THE EXERCISE:
Pick out every line below that contains the string "blurred", and copy each of those lines.

::::

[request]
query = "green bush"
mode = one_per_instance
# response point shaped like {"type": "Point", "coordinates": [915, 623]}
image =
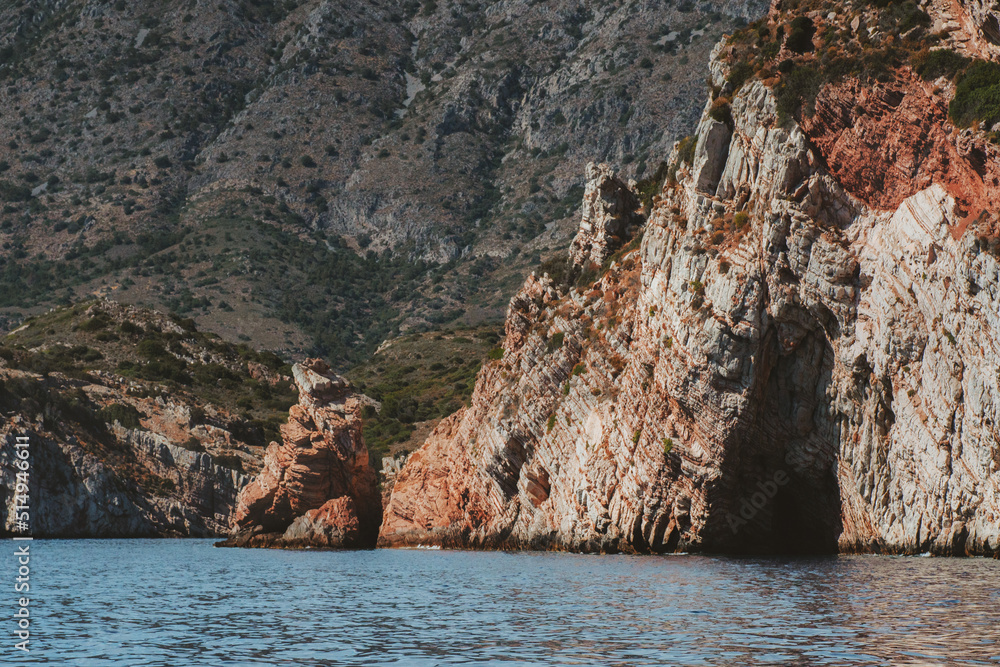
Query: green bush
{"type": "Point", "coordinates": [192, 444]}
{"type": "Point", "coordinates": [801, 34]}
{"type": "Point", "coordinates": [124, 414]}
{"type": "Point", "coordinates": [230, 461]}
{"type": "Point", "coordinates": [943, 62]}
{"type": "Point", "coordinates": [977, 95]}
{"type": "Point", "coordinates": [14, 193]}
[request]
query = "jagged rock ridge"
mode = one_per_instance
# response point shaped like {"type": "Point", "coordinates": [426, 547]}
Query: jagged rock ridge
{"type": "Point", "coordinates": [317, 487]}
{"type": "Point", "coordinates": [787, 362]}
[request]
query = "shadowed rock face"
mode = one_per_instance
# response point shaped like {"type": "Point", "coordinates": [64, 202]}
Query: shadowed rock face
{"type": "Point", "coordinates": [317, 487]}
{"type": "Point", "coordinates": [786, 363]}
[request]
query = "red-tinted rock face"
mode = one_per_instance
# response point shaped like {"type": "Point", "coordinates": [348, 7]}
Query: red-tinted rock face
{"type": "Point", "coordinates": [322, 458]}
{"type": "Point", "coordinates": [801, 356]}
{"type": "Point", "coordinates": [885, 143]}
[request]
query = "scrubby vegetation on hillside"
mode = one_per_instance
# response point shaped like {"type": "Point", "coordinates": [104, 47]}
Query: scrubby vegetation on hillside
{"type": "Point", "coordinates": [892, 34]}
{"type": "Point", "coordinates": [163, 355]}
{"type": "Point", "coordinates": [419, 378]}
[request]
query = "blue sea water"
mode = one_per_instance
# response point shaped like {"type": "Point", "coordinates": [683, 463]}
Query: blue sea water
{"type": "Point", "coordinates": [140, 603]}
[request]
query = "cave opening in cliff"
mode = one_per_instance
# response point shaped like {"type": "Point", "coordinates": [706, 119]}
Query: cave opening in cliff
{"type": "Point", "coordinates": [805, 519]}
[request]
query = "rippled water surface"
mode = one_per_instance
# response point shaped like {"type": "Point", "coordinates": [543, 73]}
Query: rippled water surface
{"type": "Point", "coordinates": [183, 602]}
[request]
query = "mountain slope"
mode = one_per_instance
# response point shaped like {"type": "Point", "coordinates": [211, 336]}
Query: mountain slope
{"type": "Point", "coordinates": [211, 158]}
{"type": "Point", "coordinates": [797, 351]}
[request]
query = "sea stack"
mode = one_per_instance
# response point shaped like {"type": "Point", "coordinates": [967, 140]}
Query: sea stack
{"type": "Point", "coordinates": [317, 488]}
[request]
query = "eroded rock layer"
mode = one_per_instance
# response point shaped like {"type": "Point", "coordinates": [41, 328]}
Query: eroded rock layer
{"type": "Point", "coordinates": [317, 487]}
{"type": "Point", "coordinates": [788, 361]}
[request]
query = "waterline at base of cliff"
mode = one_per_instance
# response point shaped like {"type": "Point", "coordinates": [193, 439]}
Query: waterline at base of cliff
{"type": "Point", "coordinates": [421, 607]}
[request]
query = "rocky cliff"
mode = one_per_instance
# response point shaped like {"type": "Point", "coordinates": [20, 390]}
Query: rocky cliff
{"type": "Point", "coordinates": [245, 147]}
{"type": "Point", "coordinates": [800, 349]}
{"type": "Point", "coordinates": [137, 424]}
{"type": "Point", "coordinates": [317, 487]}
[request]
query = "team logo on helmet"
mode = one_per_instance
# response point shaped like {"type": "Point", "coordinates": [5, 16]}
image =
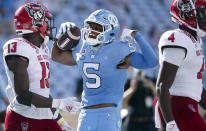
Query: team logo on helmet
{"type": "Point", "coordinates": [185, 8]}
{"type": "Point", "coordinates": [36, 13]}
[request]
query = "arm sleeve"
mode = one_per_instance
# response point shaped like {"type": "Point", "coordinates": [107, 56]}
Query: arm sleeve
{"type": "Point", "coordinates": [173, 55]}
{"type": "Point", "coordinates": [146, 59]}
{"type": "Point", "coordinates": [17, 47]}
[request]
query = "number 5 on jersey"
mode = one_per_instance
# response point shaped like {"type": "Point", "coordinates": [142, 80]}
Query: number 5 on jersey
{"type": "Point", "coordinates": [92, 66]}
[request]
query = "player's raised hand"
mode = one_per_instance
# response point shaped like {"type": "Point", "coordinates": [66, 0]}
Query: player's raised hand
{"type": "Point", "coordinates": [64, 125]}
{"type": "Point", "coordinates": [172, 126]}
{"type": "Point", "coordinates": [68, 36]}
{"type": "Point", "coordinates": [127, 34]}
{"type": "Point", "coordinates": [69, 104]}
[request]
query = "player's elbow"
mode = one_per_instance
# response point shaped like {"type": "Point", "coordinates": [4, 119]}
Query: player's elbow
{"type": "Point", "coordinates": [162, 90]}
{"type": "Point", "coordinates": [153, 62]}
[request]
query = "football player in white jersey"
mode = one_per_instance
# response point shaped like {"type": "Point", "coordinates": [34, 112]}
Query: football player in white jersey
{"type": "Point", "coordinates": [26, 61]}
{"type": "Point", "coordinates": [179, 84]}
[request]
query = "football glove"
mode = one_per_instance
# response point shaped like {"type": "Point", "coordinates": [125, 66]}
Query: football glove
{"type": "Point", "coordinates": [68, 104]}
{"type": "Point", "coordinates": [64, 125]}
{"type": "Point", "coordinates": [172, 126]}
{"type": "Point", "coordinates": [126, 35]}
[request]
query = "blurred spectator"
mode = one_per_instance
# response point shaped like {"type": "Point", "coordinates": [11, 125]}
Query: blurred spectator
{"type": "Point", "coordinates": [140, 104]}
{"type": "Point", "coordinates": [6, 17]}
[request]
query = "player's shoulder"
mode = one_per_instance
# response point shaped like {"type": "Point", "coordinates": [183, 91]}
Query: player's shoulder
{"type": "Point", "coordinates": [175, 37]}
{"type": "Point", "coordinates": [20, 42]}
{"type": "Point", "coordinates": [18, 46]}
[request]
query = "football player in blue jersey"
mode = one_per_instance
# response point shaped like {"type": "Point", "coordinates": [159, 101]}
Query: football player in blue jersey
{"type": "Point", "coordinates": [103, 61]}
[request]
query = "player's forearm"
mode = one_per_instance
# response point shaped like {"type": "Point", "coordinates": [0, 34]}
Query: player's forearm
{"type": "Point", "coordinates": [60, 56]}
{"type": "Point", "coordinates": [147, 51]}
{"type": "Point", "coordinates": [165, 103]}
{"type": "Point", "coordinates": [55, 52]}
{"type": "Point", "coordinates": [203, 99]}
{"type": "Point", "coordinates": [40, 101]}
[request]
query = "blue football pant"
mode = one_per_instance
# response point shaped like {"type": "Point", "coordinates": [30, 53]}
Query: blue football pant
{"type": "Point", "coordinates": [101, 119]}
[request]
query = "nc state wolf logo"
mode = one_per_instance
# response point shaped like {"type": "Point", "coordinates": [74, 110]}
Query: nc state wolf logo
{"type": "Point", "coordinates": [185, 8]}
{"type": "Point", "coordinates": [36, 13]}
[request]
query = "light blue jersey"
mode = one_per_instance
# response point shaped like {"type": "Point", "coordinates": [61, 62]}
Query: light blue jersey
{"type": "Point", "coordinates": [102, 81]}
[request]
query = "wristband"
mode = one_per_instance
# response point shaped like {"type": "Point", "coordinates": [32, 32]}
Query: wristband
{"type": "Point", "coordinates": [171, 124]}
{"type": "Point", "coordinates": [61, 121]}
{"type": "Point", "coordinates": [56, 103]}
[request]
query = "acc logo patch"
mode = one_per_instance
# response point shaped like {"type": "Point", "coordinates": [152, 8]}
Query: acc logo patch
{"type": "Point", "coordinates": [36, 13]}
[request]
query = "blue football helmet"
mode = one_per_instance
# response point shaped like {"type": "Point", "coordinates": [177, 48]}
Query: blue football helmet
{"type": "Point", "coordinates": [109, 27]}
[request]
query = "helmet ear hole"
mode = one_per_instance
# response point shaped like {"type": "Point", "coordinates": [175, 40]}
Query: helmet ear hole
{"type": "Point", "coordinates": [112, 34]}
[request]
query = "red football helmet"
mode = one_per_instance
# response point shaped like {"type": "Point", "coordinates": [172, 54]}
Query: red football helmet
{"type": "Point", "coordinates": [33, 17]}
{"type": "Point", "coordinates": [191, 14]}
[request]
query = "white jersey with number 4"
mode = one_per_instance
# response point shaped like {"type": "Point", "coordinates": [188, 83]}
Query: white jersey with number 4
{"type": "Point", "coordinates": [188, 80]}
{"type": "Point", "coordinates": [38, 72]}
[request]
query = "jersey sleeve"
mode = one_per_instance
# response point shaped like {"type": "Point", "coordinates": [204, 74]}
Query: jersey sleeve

::::

EXERCISE SOLUTION:
query = "blurred spectator"
Query: blurred spectator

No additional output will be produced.